**To do:**
A verbatim transcript of the data that follows, free of images, is the expected result.

**Provided material:**

BEGIN

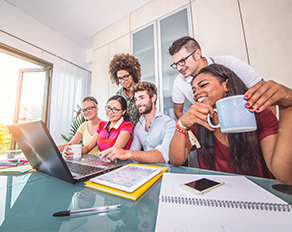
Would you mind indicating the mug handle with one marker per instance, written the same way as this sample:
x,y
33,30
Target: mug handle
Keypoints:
x,y
210,123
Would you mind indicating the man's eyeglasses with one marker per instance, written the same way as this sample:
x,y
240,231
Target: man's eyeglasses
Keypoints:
x,y
114,110
182,62
88,109
125,77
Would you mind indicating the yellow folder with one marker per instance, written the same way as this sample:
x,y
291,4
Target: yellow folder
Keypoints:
x,y
133,195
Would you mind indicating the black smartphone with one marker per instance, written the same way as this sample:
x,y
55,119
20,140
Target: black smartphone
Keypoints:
x,y
201,186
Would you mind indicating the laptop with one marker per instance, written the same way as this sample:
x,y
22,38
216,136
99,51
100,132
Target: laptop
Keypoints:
x,y
37,145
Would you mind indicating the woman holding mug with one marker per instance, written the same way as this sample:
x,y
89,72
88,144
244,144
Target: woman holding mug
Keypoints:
x,y
116,132
87,129
263,153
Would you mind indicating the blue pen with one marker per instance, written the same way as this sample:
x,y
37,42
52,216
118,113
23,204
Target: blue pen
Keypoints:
x,y
8,164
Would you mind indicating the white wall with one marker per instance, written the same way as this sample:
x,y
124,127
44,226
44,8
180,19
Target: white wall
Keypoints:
x,y
256,31
23,26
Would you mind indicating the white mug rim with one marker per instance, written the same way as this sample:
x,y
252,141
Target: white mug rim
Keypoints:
x,y
234,96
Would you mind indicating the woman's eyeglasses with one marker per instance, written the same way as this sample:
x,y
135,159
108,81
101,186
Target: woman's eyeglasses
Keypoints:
x,y
114,110
88,109
124,78
182,62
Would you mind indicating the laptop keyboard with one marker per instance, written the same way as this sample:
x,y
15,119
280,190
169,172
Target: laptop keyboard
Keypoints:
x,y
82,169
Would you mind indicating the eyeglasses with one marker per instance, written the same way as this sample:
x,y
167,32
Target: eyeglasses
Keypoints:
x,y
125,77
114,110
88,109
182,62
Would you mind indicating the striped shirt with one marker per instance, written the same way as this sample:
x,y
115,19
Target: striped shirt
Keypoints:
x,y
108,137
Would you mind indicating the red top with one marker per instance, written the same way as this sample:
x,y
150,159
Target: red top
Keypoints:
x,y
108,137
267,124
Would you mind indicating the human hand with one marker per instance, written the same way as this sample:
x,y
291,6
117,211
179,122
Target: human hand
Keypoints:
x,y
113,154
198,113
66,152
267,93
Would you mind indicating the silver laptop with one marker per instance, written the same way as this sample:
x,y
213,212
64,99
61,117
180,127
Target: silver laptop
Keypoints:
x,y
36,143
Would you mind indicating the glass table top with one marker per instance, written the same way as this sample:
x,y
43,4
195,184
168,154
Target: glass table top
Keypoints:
x,y
28,201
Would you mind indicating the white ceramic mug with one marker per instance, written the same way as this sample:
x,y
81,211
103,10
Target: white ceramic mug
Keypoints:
x,y
76,149
233,116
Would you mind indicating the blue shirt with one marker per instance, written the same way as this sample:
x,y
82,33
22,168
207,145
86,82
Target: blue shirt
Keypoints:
x,y
158,137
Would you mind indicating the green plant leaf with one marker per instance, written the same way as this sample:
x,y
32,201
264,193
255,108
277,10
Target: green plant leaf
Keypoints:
x,y
74,128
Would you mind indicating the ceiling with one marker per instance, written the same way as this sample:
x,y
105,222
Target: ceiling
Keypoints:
x,y
78,20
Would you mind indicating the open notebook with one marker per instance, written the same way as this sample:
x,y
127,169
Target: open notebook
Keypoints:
x,y
230,207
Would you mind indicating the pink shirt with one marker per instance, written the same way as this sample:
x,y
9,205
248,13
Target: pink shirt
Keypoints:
x,y
108,137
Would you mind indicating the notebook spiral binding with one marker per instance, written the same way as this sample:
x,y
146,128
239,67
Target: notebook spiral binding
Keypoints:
x,y
227,204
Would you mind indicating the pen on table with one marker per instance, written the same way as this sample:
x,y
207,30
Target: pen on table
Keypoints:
x,y
89,210
8,164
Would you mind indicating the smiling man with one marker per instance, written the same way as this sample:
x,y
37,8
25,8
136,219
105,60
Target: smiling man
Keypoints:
x,y
188,60
152,133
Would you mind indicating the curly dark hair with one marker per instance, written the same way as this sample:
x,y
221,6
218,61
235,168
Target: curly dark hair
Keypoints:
x,y
123,103
244,150
188,42
124,62
144,85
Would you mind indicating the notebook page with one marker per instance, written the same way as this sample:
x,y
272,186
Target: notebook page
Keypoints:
x,y
182,217
235,188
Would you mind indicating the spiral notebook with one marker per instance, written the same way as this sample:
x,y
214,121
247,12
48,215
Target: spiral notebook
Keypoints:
x,y
238,205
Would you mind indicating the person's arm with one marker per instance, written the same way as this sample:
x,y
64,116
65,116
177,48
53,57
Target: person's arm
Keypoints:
x,y
178,110
92,143
153,156
75,140
277,150
179,149
123,139
157,155
180,146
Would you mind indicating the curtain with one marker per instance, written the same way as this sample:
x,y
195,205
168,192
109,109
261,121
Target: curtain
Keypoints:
x,y
70,84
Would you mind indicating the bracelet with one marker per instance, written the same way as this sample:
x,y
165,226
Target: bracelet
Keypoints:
x,y
178,122
179,129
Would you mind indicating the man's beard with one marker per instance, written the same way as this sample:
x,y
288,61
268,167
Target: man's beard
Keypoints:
x,y
148,108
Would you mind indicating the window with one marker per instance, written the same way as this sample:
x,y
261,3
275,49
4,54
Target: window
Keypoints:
x,y
26,93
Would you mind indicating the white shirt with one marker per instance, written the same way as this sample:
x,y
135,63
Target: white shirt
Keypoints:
x,y
182,88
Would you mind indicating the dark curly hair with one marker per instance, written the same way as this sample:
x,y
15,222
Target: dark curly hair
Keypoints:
x,y
244,150
188,42
125,62
144,85
123,103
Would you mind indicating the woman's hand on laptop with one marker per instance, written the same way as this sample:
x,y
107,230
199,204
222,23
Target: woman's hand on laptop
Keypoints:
x,y
113,154
66,152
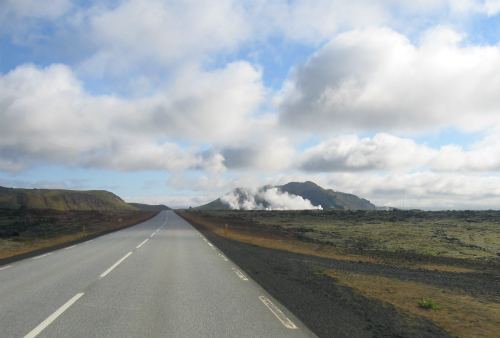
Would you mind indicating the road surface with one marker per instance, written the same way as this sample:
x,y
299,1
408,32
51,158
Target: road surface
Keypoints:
x,y
160,278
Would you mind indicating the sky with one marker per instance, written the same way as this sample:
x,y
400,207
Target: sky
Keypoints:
x,y
178,102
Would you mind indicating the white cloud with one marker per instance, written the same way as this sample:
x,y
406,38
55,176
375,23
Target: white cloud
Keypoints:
x,y
266,198
382,152
425,190
377,79
48,117
51,9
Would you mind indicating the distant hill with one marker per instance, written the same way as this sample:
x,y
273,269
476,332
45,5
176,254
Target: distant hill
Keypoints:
x,y
327,198
149,207
58,199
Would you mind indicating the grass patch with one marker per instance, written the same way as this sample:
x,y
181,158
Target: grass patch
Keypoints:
x,y
461,315
429,304
23,231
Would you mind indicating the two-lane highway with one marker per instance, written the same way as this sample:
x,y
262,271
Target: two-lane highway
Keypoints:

END

**Response area:**
Would you mind indicating the mug handle with one marker per instance, written the same way as this sample:
x,y
33,30
Target: mug handle
Keypoints:
x,y
210,123
Would you mind indicating the man's eyeglasses with one marker per instance, written the same way as this sample:
x,y
240,231
Target: man's eyeglasses
Keypoints:
x,y
114,110
182,62
88,109
125,77
Would you mind indicating the yellow folder with one marker per instance, written the same way as this sample:
x,y
291,4
Target: yellow folder
Keypoints:
x,y
133,195
Would you mind indicating the black smartphone with one marker per instance, written the same way as this sample:
x,y
55,119
20,140
Target: black smartphone
Keypoints:
x,y
201,186
Would you mind indicating the laptop with one marker per instance, written the same way as this sample:
x,y
22,38
216,136
99,51
100,132
Target: laptop
Keypoints:
x,y
37,145
Would you mind indicating the woman holding mug with one marker per instance, written the same way as this sample:
x,y
89,72
88,144
244,144
Target: woman holding mug
Keypoints:
x,y
116,132
87,129
263,153
Would you mind indicating the blue pen with one marker per instance, written the same way as this sample:
x,y
37,42
52,216
118,113
23,204
Target: blue pen
Keypoints:
x,y
8,164
Would you mind indicating the white wall with one marker per instance, written the same way as this sample:
x,y
124,127
44,226
44,8
180,19
Target: white wall
Keypoints:
x,y
256,31
23,26
Would you mind indicating the white mug rim with one marker per instance, written the same way as this sample:
x,y
252,141
Target: white mug rim
Keypoints:
x,y
234,96
Would you mind indicating the woman's eyeglasses with one marker per instance, written the same way as this sample:
x,y
135,159
108,81
101,186
Target: woman's eyeglasses
Keypoints:
x,y
114,110
88,109
124,78
182,62
Would you mind indicating the laptop keyboard with one marker per instance, written the same way as this sample:
x,y
15,119
280,190
169,172
Target: laptop keyboard
Keypoints:
x,y
82,169
Would you mind indicating the eyeglasses with one marker per instance, written the same way as this sample:
x,y
167,32
Target: eyeglasses
Keypoints:
x,y
125,77
114,110
88,109
182,62
Would you mind indicating the striped shirt with one marker per instance, written the same way as this sample:
x,y
115,19
Target: striped shirt
Keypoints:
x,y
108,137
Would you mind indicating the red top with one marker per instance, written the same way as this sample:
x,y
150,159
Target: red top
Keypoints:
x,y
108,137
267,124
Would you mind indicating the human hand with one marker per instance, written the same way as this sample:
x,y
291,6
117,211
179,122
Target: human hand
Keypoints:
x,y
113,154
198,113
66,152
267,93
Would you mind indicating the silver laptop with one marker per instance, written the same way as this sample:
x,y
213,212
64,99
61,117
180,127
Target: silver laptop
Keypoints:
x,y
36,143
Would you mind indicating the glass table top with one marker per instance, written the same way as this sample:
x,y
43,4
195,184
168,154
Target: glass table top
Keypoints:
x,y
28,201
Would you mind indicating the white ceramic mug with one marker per instance, written the same way as this sample:
x,y
81,211
103,10
Target: white ceramic mug
Keypoints:
x,y
76,149
233,116
Would you mind indicating the blue shirt with one marker per instance, written the same way as this sample:
x,y
82,33
22,168
207,145
86,82
Target: blue shirt
Keypoints:
x,y
158,137
Would you mind indicating the green plant leaf with one marker per instance, written the same way as this sample:
x,y
32,201
264,193
255,108
277,10
Target: green plant leaf
Keypoints:
x,y
74,128
Would you mind indicating the ceiling with one marker per instance, written the same way as this sample:
x,y
105,222
Target: ceiling
Keypoints:
x,y
78,20
Would you mind indicating the open notebook with one marker per instance, written the same way as this sample:
x,y
127,169
Target: open notebook
Keypoints:
x,y
230,207
Would you mind indicating the pink shirt with one marker per instance, written the same way as this sample:
x,y
9,205
248,13
Target: pink shirt
Keypoints:
x,y
108,137
Would you mind indicating the notebook spiral binding with one marker per instance, written the same way as this sample:
x,y
146,128
239,67
Target: notebook spiral binding
Keypoints:
x,y
227,204
Would you mind indicating the pen on table with one marker per instance, written the same way as this sample:
x,y
207,30
Target: pen on table
Keypoints:
x,y
89,210
8,164
Would you mind indicating the smiling man with one marker per instance, written the same way as this sample:
x,y
37,8
25,8
136,219
105,60
Target: smiling man
Keypoints:
x,y
188,60
152,133
Would you mind indicating the curly dark hair with one marker per instance, written the same way as this sample:
x,y
221,6
218,61
235,168
Target: curly dark hair
Keypoints:
x,y
123,103
244,150
188,42
124,62
144,85
Would you mind indicating the notebook page with one marker per instance, written the same way as this sample:
x,y
272,186
Target: notebook page
Keypoints:
x,y
182,217
235,188
Would you mind indicating the spiral notebook with one marker per instance, written the same way as this sample:
x,y
214,121
247,12
48,215
Target: spiral notebook
Keypoints:
x,y
238,205
Would you mind indicating the person's arm with one marker per instance, written the same way as this sample:
x,y
64,116
65,116
177,48
53,57
Target: person's arm
Keypoints:
x,y
178,110
92,143
153,156
75,140
277,150
179,149
123,139
157,155
180,146
Would you mind indicating the curtain with one marker per instance, written the same way as this sample:
x,y
195,205
168,192
109,109
261,121
Target: curtain
Keypoints:
x,y
70,84
Would you mind indicating the bracelet with one marker per instance, written the same way as this sample:
x,y
165,226
Target: bracelet
Keypoints:
x,y
178,122
179,129
Would you mind indicating the man's beard with one marker per instance, written the same way as this sample:
x,y
288,61
268,167
Target: man's beard
Keypoints:
x,y
148,108
Would you mind indicating the window with one marker per instance, written the same way as this sample:
x,y
261,3
275,49
4,54
Target: window
Keypoints:
x,y
26,93
Would you mind indicating the white shirt with one marker per instance, written the same way as this sample:
x,y
135,63
Target: white shirt
Keypoints:
x,y
182,88
Would you mind indicating the dark curly hair with one marker per instance, written the same way as this sample:
x,y
15,222
Target: dark curly hair
Keypoints:
x,y
244,150
188,42
125,62
144,85
123,103
Would you mind indicating the woman's hand on laptop with one marker per instance, written the same way as this sample:
x,y
107,230
199,204
222,23
Target: woman's hand on laptop
Keypoints:
x,y
113,154
66,152
Would you mind indicating the road surface with one marker per instance, written the same way as this sample:
x,y
299,1
408,32
51,158
Target: road surface
Keypoints:
x,y
160,278
Would you mind indicating the sky with one marker per instance, written the same way as this sample:
x,y
400,207
Target: sky
Keypoints:
x,y
178,102
Would you mind indicating the white cloud with one marker per instance, written the same way as this sample:
x,y
406,38
55,176
375,23
Target: white cloud
Keypoints:
x,y
266,198
382,152
425,190
377,79
48,117
51,9
Would you mind indicating the distant hill with one marker per instance, written the same way as this sample:
x,y
273,269
476,332
45,5
176,254
Target: distant hill
Keypoints:
x,y
327,198
149,207
58,199
Would you mind indicating the grass patch with one marker per instance, written the same way as this sample:
x,y
181,158
Target: grass patch
Keypoints:
x,y
461,315
429,304
23,231
Would you mind indicating the two-lane highway with one marker per instance, written the same way as this sample:
x,y
262,271
Target: two-lane highway
Keypoints:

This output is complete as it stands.